**EXTRACT TO READ:**
========================

X_media – Media data
X_control – Control data
aggregate_regions – Whether to aggregate across regions
aggregate_time – Whether to aggregate across time

Returns:

Dictionary with detailed contribution analysis

class deepcausalmmm.core.VisualizationManager(config: Dict[str, Any] | None = None)[source]

Visualization manager for creating consistent plots in DeepCausalMMM analysis.

Provides a unified interface for creating training progress, coefficient analysis, contribution plots, DAG visualizations, and other MMM-related charts. All plot parameters are driven by configuration for consistency.

Parameters:: config (Dict[str, Any], optional) – Configuration dictionary. If None, uses default configuration.

__init__(config: Dict[str, Any] | None = None)[source]

Initialize the visualization manager.

Parameters:: config – Configuration dictionary. If None, uses default config.

create_training_progress_plot(train_losses: List[float], train_rmses: List[float], train_r2s: List[float], title: str = 'Training Progress') → Figure[source]

Create a training progress plot with loss, RMSE, and R².

========================

**MATERIAL PROVIDED:**

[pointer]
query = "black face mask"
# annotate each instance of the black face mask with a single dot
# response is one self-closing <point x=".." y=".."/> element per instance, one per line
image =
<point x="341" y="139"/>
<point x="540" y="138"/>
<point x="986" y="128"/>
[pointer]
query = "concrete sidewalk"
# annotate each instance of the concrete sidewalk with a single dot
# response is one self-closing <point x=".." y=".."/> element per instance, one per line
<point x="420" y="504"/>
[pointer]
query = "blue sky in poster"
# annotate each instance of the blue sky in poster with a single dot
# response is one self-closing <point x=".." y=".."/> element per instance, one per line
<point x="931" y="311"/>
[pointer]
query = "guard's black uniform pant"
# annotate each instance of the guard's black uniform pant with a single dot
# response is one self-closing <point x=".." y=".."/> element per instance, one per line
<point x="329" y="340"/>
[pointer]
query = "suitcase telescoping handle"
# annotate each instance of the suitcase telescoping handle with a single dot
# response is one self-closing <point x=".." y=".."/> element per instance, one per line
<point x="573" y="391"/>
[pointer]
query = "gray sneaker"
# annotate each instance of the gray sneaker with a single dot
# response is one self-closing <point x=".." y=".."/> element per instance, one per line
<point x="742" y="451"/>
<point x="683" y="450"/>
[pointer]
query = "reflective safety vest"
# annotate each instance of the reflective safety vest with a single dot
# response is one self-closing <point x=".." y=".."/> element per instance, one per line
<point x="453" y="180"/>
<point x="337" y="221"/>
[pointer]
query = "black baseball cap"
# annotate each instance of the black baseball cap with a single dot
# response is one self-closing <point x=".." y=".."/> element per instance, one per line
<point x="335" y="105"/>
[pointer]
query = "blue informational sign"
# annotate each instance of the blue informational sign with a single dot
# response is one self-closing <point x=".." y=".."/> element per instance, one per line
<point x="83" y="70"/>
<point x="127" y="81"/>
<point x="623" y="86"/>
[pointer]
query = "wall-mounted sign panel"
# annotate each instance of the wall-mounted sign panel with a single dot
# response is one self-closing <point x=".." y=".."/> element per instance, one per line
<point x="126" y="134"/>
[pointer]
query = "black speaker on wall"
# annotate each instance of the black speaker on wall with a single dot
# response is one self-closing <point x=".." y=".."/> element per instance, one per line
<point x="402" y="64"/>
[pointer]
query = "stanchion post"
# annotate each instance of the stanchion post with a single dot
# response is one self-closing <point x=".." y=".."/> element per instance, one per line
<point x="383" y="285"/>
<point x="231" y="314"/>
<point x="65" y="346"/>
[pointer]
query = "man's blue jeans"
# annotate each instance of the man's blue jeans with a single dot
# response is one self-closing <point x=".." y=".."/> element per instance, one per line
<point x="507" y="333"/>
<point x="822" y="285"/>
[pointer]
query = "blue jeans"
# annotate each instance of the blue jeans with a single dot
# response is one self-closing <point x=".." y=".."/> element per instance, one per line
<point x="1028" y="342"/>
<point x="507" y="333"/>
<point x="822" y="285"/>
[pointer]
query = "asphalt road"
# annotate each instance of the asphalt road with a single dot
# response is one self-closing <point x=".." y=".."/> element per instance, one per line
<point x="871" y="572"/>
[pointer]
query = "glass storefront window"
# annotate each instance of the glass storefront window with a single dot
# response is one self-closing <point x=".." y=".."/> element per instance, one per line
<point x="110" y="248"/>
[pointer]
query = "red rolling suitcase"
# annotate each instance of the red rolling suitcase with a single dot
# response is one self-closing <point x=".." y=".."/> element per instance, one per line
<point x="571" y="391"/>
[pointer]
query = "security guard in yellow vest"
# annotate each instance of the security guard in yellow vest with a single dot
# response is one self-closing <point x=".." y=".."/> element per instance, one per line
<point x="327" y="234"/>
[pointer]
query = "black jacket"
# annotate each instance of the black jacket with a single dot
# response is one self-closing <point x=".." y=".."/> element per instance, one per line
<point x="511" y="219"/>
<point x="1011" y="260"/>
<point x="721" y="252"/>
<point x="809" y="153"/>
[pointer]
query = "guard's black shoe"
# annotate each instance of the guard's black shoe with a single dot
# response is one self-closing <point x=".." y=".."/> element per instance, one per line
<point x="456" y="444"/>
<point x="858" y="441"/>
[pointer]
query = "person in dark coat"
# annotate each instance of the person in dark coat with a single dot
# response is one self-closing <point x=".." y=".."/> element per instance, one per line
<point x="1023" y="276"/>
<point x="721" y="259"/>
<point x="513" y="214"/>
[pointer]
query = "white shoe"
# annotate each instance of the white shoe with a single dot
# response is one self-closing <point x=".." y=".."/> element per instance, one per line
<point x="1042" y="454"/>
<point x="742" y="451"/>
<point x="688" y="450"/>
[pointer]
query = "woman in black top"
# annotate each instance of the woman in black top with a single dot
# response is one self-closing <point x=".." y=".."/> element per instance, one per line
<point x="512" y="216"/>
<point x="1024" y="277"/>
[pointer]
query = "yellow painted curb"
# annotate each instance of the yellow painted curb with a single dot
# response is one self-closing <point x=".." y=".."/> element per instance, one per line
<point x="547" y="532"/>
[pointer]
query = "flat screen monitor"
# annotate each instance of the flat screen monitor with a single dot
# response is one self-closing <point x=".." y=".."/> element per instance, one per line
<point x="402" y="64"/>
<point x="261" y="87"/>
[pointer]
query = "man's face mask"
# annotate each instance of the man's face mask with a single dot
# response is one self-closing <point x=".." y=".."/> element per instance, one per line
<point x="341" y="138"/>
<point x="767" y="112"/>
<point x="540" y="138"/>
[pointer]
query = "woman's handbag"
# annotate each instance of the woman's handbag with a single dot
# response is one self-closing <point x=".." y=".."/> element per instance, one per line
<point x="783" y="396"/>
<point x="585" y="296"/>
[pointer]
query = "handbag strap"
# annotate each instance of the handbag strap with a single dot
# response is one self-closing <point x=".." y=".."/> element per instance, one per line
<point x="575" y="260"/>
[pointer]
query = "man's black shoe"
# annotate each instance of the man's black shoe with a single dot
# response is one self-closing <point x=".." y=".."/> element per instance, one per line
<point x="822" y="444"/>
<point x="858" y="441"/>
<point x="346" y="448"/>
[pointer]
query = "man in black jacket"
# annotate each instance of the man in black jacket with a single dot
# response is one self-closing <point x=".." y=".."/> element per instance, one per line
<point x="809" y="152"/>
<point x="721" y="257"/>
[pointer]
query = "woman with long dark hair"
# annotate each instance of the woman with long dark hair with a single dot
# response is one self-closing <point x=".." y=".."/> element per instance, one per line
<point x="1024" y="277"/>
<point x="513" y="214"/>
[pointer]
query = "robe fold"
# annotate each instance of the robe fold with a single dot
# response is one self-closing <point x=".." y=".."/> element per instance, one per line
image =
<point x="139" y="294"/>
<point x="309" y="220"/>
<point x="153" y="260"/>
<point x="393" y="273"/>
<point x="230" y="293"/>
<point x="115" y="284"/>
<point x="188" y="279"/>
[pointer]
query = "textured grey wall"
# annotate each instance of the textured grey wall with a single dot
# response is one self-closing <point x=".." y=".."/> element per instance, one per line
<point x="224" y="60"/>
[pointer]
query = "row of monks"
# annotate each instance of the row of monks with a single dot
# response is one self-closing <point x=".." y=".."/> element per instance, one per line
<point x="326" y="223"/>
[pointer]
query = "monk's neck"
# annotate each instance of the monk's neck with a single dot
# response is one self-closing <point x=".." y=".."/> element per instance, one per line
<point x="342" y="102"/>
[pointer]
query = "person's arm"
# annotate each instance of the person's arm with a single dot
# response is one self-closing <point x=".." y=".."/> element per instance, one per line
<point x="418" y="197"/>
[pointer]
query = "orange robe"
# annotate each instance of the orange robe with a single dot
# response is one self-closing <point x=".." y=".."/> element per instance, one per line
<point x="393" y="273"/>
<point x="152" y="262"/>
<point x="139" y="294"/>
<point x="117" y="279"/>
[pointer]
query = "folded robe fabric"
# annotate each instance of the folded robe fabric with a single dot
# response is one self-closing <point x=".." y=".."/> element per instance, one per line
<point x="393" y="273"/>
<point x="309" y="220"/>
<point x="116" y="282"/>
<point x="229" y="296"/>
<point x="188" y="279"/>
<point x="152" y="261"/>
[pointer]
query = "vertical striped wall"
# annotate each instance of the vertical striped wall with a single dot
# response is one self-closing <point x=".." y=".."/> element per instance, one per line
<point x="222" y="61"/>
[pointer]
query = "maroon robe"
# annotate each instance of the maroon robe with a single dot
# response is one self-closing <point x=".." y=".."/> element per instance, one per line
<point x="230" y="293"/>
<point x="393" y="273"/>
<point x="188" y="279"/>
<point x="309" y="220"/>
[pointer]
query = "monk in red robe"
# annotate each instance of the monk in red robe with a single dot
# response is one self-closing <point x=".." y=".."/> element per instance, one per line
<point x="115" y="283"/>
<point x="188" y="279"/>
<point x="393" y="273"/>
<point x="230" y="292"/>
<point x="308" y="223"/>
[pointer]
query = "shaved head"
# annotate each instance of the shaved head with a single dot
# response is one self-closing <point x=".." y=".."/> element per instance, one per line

========================

**WRITTEN TASKS:**
a – Edit the stretch of the DeepCausalMMM documentation from "Provides a unified" through "configuration for consistency.", changing "charts" to "graphs".
b – According to the DeepCausalMMM documentation, what default title does the training progress plot use?
The lines have nothing to do with the DeepCausalMMM documentation.

**THE REPLIES:**
a –
Provides a unified interface for creating training progress, coefficient analysis, contribution plots, DAG visualizations, and other MMM-related graphs. All plot parameters are driven by configuration for consistency.

b – 'Training Progress'